## STORED ROWS:
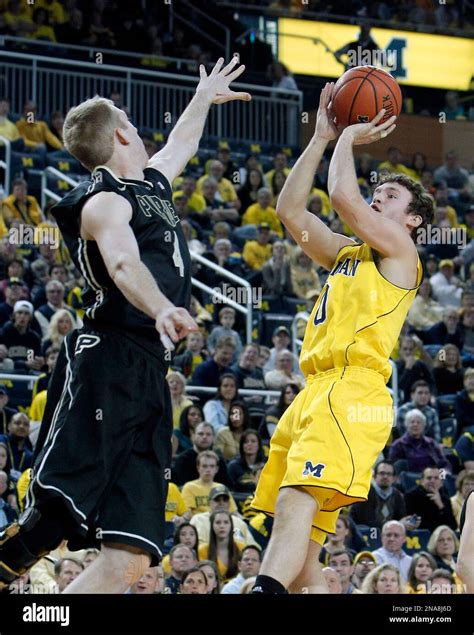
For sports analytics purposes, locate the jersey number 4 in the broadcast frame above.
[173,232,184,278]
[314,284,329,326]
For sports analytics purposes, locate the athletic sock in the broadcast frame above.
[251,575,288,595]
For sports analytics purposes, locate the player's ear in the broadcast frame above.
[115,128,130,146]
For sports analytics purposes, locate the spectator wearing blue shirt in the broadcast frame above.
[389,408,451,473]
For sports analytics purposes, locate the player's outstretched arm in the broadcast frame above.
[328,110,414,258]
[148,57,251,183]
[277,84,354,271]
[456,494,474,593]
[81,192,198,348]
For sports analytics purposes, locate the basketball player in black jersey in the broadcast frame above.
[0,58,250,593]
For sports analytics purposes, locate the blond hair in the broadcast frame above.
[63,95,125,172]
[360,562,403,594]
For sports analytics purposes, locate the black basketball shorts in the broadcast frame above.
[26,327,173,564]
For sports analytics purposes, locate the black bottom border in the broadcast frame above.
[0,594,474,635]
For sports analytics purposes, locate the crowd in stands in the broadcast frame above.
[0,115,474,593]
[0,34,474,594]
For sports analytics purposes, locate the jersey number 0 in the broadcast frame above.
[173,232,184,278]
[314,284,329,326]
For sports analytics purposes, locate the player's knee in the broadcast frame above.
[101,543,151,586]
[0,508,64,583]
[276,487,317,516]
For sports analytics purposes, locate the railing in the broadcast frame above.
[0,51,302,146]
[186,385,281,399]
[291,311,398,412]
[0,136,12,196]
[191,251,253,344]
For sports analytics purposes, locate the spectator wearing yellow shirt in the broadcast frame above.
[0,97,23,145]
[36,0,66,24]
[242,187,283,238]
[165,482,192,526]
[16,101,63,152]
[28,7,56,42]
[265,152,291,196]
[197,159,240,210]
[181,450,237,515]
[242,223,272,271]
[173,176,206,214]
[2,179,41,227]
[3,0,35,37]
[377,146,413,176]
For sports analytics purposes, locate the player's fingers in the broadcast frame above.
[163,318,179,342]
[380,123,397,139]
[214,91,252,104]
[160,333,174,351]
[209,57,224,77]
[222,55,239,75]
[226,64,245,82]
[370,108,385,127]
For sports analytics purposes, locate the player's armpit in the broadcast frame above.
[81,192,140,278]
[279,210,355,271]
[147,135,194,183]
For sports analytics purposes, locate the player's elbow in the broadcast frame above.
[107,252,133,286]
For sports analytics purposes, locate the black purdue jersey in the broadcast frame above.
[51,166,191,346]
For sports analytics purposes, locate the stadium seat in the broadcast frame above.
[439,417,458,448]
[400,472,421,494]
[403,529,431,556]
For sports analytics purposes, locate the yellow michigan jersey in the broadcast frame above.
[252,244,422,544]
[300,243,422,382]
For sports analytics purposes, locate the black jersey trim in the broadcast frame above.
[92,165,154,187]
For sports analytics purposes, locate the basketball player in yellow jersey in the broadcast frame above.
[252,84,433,593]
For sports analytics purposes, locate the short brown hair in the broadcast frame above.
[63,95,124,172]
[375,174,434,242]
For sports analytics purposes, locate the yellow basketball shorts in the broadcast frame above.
[252,366,393,545]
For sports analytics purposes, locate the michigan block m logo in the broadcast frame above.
[303,461,326,478]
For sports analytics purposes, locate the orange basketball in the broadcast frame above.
[332,66,402,128]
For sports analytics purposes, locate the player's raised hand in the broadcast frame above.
[344,108,397,146]
[316,82,339,141]
[155,306,198,350]
[196,56,252,104]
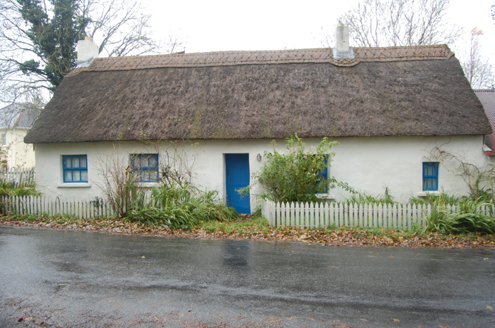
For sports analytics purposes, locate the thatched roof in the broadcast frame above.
[25,45,492,143]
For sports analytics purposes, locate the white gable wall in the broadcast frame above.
[36,136,487,206]
[0,128,35,168]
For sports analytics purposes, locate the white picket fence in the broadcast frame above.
[0,196,115,219]
[261,201,495,229]
[0,167,35,187]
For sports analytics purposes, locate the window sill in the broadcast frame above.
[416,191,440,197]
[57,182,91,188]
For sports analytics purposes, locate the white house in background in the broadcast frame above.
[0,103,41,168]
[25,26,492,213]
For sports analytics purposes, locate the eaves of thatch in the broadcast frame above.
[25,45,492,143]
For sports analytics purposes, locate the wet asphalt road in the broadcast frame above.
[0,228,495,327]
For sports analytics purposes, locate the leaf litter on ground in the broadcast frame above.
[0,215,495,248]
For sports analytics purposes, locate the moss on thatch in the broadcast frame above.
[25,46,492,143]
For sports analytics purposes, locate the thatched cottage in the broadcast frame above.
[25,29,492,213]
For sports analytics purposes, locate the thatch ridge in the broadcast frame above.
[67,45,453,77]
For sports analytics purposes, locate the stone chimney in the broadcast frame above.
[77,36,98,67]
[333,23,354,59]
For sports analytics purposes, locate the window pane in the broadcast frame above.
[149,155,157,167]
[72,170,81,181]
[141,171,150,182]
[148,170,158,182]
[65,171,72,181]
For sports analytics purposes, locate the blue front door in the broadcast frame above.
[225,154,251,214]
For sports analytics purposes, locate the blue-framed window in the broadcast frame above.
[423,163,438,191]
[318,156,328,194]
[62,155,88,182]
[131,154,158,182]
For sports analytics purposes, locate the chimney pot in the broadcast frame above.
[77,36,99,67]
[333,22,354,59]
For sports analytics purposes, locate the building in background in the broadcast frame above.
[0,103,41,168]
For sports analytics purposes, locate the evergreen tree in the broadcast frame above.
[17,0,90,90]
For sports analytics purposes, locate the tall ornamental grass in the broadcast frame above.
[126,185,239,229]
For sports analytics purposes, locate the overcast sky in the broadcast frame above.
[144,0,495,65]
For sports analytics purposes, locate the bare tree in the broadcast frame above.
[80,0,158,57]
[340,0,462,47]
[462,27,495,89]
[0,0,159,105]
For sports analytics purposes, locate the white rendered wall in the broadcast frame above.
[36,136,487,208]
[0,129,35,168]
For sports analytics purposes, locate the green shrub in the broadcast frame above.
[409,190,466,205]
[345,188,396,204]
[426,197,495,234]
[240,134,354,202]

## WHAT IS REQUIRED:
Retype all of the data above line for line without any change, leaving out the pictures.

## RESPONSE:
For sports analytics purposes, locate the jersey number 4 in the broadcast frame above.
[173,232,184,278]
[314,284,329,326]
For sports analytics purposes, locate the athletic sock in the broadcast frame above.
[251,575,288,595]
For sports analytics purposes, locate the player's ear in the broadcast frame above.
[115,128,130,146]
For sports analytics purposes, locate the spectator wearing blue shirt in the broadcast frame above.
[389,408,451,473]
For sports analytics purposes, locate the player's outstretched arm in the broadcast frame above.
[328,110,414,258]
[148,57,251,183]
[277,84,354,271]
[456,494,474,593]
[81,192,198,348]
For sports analytics purposes, locate the basketball player in black jersey in the broadcast frame above.
[0,58,250,593]
For sports analytics purposes, locate the blond hair in the broadcast frame above.
[63,95,125,172]
[360,562,403,594]
For sports analytics purposes, locate the black basketball shorts in the broadcast frame above.
[26,327,173,564]
For sports analytics purposes, locate the black bottom border in the broadcast frame above.
[0,594,474,635]
For sports analytics purposes, locate the crowd in stands in the broadcast frame above.
[0,115,474,593]
[0,34,474,594]
For sports analytics purposes, locate the jersey number 0 in the broadcast frame above.
[173,232,184,278]
[314,284,329,326]
For sports analytics purposes, locate the player's knee in the broadcast frame above.
[101,543,151,586]
[0,508,64,583]
[276,487,317,516]
For sports analytics purposes, locate the railing in the broadcast frame above.
[0,51,302,146]
[186,385,281,399]
[291,311,398,412]
[0,136,12,196]
[191,251,253,344]
For sports analytics purposes, locate the spectator wearing yellow shirt in the broadcast frame above.
[0,97,23,145]
[36,0,66,24]
[242,187,283,238]
[165,482,192,526]
[16,101,63,152]
[28,7,56,42]
[265,152,291,196]
[197,159,240,210]
[181,450,237,515]
[242,223,272,271]
[173,176,206,214]
[2,179,41,227]
[3,0,35,37]
[377,146,413,176]
For sports analytics purposes, locate the player's fingers in the broadcast frame above.
[163,318,179,342]
[380,123,397,139]
[214,91,252,104]
[160,333,174,351]
[209,57,224,77]
[222,55,239,75]
[226,64,245,82]
[370,108,385,127]
For sports analytics purposes, locate the player's armpit in the broadcast frame above.
[81,192,140,278]
[279,210,355,271]
[147,135,194,183]
For sports analytics purposes, locate the player's elbow in the broadcast frame above.
[107,252,133,286]
For sports analytics purposes, locate the black purdue jersey in the broadcast frame above.
[51,166,191,346]
For sports analytics purposes, locate the stadium seat in the broadcast frame above.
[439,417,458,448]
[400,472,421,494]
[403,529,431,556]
For sports analytics purposes, locate the yellow michigan jersey in the broadcast frame above.
[252,244,422,544]
[300,243,422,382]
For sports analytics purposes, locate the black jersey trim in the broadcast frame above.
[92,165,154,187]
For sports analytics purposes, locate the basketball player in yellow jersey in the broadcast frame above.
[252,84,433,593]
For sports analytics purposes, locate the short brown hair in the broadcast frame above.
[63,95,124,172]
[375,174,434,242]
For sports analytics purposes, locate the yellow basketball shorts in the broadcast frame above.
[252,366,393,545]
For sports analytics purposes, locate the michigan block m logo in the broadcast frame above.
[303,461,326,478]
For sports analytics purposes, locate the orange basketball in the broadcast frame above.
[332,66,402,128]
For sports analytics purposes, locate the player's raised hand in the broadcast frame above.
[344,108,397,146]
[316,82,339,141]
[155,306,198,350]
[196,56,252,104]
For sports analytics purposes, locate the thatched roof in the broadcast frame above.
[25,45,492,143]
For sports analytics purposes, locate the white gable wall in the broadcast frame above.
[36,136,487,206]
[0,128,35,168]
For sports analytics purposes, locate the white picket fence in the broadcast frame above.
[0,196,115,219]
[261,201,495,229]
[0,167,35,187]
For sports analytics purposes, locate the window sill in the broadcast frame above.
[416,191,440,197]
[57,182,91,188]
For sports analytics purposes, locate the white house in background in the broadcast frame above.
[0,103,41,168]
[25,26,492,213]
For sports analytics purposes, locate the eaves of thatch in the broadcast frame above.
[25,45,492,143]
For sports analytics purposes, locate the wet asphalt road in the broadcast frame above.
[0,228,495,327]
For sports analytics purposes, locate the leaf litter on ground in the broadcast frame above.
[0,215,495,248]
For sports analytics purposes, locate the moss on thatch in the broadcast frame above.
[25,46,492,143]
For sports analytics purposes, locate the thatched cottage in the broadcast frame above.
[25,29,492,213]
For sports analytics purposes, locate the thatch ridge in the broadcast frame above.
[67,45,453,77]
For sports analytics purposes, locate the stone chimney in the broadcast frame above.
[77,36,98,67]
[333,23,354,59]
For sports analytics purposes, locate the window pane in the broadcast frame above.
[149,155,157,167]
[72,170,81,181]
[141,171,150,182]
[148,170,158,182]
[65,171,72,181]
For sports analytics purposes, locate the blue front door in the broadcast frame above.
[225,154,251,214]
For sports analytics purposes, locate the blue-framed window in the broadcast frame above.
[423,163,438,191]
[318,156,328,194]
[62,155,88,182]
[131,154,158,182]
For sports analytics purposes, locate the chimney pot in the broadcast frame above.
[77,36,99,67]
[333,22,354,59]
For sports analytics purposes, locate the building in background in the broadcast frame above.
[0,103,41,168]
For sports analytics purposes, locate the evergreen tree in the broadcast frame above.
[17,0,90,90]
For sports analytics purposes, locate the tall ornamental grass in the broadcast frame above.
[126,185,239,229]
For sports analytics purposes, locate the overcast sky in the broadcast frame above.
[144,0,495,65]
For sports analytics purposes, locate the bare tree in the broadcast frame above.
[80,0,158,57]
[340,0,462,47]
[462,27,495,89]
[0,0,159,105]
For sports analytics purposes, locate the white rendered wall in the broadcast frame above.
[36,136,487,208]
[0,129,35,168]
For sports analytics purposes, locate the green shrub in the broadcast frame above.
[409,190,466,205]
[345,188,396,204]
[426,197,495,234]
[240,134,354,202]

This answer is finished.